- What this task involves
Your task is to output all the records below, word for word.

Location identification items
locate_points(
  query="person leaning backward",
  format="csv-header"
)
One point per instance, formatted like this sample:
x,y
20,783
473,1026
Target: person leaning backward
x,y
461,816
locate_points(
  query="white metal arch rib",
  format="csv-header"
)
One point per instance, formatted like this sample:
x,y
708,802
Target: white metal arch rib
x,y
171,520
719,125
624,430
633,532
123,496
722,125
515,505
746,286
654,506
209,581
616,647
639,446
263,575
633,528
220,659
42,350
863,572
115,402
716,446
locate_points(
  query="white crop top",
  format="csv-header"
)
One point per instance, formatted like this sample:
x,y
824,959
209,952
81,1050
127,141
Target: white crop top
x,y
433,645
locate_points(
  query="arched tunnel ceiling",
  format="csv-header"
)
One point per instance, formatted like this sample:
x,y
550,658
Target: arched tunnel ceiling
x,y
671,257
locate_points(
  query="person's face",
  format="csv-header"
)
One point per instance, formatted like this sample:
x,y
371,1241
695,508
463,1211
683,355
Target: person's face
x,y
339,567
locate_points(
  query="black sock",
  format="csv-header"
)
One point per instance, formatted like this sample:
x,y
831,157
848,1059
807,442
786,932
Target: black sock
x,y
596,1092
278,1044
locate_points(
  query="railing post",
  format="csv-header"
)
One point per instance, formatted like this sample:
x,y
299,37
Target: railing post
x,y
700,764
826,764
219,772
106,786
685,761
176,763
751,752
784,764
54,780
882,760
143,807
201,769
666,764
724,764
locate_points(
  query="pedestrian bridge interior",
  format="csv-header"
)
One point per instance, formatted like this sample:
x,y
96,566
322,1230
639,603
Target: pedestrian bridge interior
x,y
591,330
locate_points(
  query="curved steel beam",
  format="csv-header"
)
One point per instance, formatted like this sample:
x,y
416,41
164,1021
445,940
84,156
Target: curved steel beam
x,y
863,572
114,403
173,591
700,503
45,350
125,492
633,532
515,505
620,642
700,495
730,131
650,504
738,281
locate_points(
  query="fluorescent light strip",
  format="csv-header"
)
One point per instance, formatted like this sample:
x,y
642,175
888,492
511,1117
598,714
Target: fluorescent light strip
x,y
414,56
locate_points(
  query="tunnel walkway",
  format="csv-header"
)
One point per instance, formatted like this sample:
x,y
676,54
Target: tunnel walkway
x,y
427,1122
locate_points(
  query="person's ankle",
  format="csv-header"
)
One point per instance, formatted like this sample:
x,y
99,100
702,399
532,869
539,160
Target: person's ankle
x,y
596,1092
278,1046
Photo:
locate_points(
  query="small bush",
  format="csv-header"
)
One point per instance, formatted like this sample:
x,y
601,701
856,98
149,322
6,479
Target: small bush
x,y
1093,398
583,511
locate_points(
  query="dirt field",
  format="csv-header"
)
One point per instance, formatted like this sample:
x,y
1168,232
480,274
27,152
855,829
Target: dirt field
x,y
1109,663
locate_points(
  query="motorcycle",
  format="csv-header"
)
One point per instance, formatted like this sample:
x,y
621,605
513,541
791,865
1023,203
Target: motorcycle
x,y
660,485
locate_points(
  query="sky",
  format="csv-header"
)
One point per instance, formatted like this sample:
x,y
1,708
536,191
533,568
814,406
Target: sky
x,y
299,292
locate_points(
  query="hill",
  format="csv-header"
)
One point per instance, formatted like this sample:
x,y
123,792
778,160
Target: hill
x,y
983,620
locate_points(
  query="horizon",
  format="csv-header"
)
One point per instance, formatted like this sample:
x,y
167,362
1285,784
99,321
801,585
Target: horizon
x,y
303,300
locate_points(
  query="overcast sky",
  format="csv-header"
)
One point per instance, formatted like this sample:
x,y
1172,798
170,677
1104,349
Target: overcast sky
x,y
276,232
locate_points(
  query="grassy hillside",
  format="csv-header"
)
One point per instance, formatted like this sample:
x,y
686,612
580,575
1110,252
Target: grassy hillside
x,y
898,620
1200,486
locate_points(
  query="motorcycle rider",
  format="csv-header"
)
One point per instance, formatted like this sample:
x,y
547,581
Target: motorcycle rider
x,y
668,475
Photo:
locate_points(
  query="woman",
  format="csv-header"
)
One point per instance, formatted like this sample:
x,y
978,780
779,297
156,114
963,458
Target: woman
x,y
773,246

- Result of the exercise
locate_points(
  query="person leaning backward",
  format="csv-header"
)
One point per instance, formatted like this sample:
x,y
20,783
473,1026
Target: person leaning backward
x,y
461,816
locate_points(
  query="white metal arch rib",
  format="csv-header"
)
One point per instance, formatted like this sample:
x,y
708,802
Target: white metal arch rib
x,y
171,520
719,125
624,430
633,532
123,496
722,125
515,505
746,286
654,506
209,581
616,647
639,446
263,575
633,528
220,659
42,350
863,572
115,402
716,446
locate_points(
  query="white crop top",
  format="csv-header"
)
One point per instance, formatted like this sample:
x,y
824,959
209,952
81,1050
127,141
Target: white crop top
x,y
433,645
locate_points(
  query="arched tunnel ceiling",
  format="csv-header"
)
One point per instance, formatted like this sample:
x,y
550,658
Target: arched tunnel ceiling
x,y
671,257
locate_points(
  query="person's face",
  format="csv-header"
)
One point per instance, formatted like this sample:
x,y
371,1241
695,508
463,1211
683,355
Target: person's face
x,y
339,567
locate_points(
  query="black sock",
  format="csv-header"
)
One point per instance, formatted like this sample:
x,y
831,157
848,1059
807,442
786,932
Target: black sock
x,y
596,1092
278,1044
locate_points(
  query="railing post",
  format="csv-header"
)
One point per instance, formatted like this sample:
x,y
299,37
Target: railing post
x,y
700,764
826,764
219,772
106,786
685,761
176,763
751,752
784,764
54,780
882,760
143,807
201,769
666,764
724,764
locate_points(
  query="pedestrian bridge interior",
  format="csv-header"
)
One point per instance, formatted like this sample:
x,y
96,566
322,1230
639,603
Target: pedestrian bridge interior
x,y
591,330
locate_points(
  query="curved steel beam",
  format="csv-header"
)
One point per instance, formatted like this sample:
x,y
416,41
164,1021
445,940
84,156
Target: curved steel beam
x,y
863,572
114,403
173,591
700,503
45,350
125,492
633,532
515,505
620,642
700,495
730,131
650,504
738,281
locate_points(
  query="fluorescent light strip",
  format="csv-header"
)
One point per instance, formatted like this sample:
x,y
642,175
888,492
511,1117
598,714
Target: fluorescent light strip
x,y
414,56
locate_points(
  query="tunnel walkway",
  format="csv-header"
)
One point per instance, formatted like this sample:
x,y
676,54
Target: tunnel walkway
x,y
427,1122
locate_points(
  query="person's ankle",
  format="csv-header"
)
One point per instance, formatted like this sample:
x,y
99,100
702,399
532,869
539,160
Target: person's ankle
x,y
596,1092
278,1046
Photo:
locate_points(
  query="small bush",
  format="csv-header"
)
One point per instance, formatted like this sample:
x,y
601,701
856,98
149,322
6,479
Target: small bush
x,y
1093,398
583,511
locate_points(
  query="dirt field",
  format="csv-header"
)
One point per instance, formatted like this sample:
x,y
1168,232
480,274
27,152
855,829
Target: dirt field
x,y
1109,663
locate_points(
  query="motorcycle",
  format="csv-header"
)
One point per instance, formatted like this sample:
x,y
621,605
513,541
791,865
1023,203
Target: motorcycle
x,y
660,485
locate_points(
  query="sky",
  format="csv-header"
)
One point per instance, formatted like this sample:
x,y
1,708
536,191
533,568
814,406
Target: sky
x,y
299,292
locate_points(
  query="hill",
  format="csv-header"
)
One point per instance, formatted like this sample:
x,y
123,792
778,160
Target: hill
x,y
983,620
locate_points(
  query="horizon",
  format="csv-header"
)
One point per instance, formatted like this sample:
x,y
167,362
1285,784
99,321
801,585
Target: horizon
x,y
303,300
locate_points(
  query="overcast sky",
  format="csv-header"
)
One point per instance, formatted like this sample:
x,y
1172,798
170,677
1104,349
Target: overcast sky
x,y
276,232
locate_points(
  query="grassy hillside",
  format="csv-header"
)
One point per instance, formatted like this sample:
x,y
686,612
580,575
1110,252
Target: grassy hillside
x,y
898,620
1200,486
locate_points(
  query="motorcycle rider",
  format="csv-header"
)
One point per instance, formatted like this sample:
x,y
547,581
Target: motorcycle rider
x,y
668,475
Photo:
locate_points(
  query="woman",
  format="csv-header"
)
One point per instance, formatted like this sample:
x,y
978,780
779,297
156,114
963,458
Target: woman
x,y
773,246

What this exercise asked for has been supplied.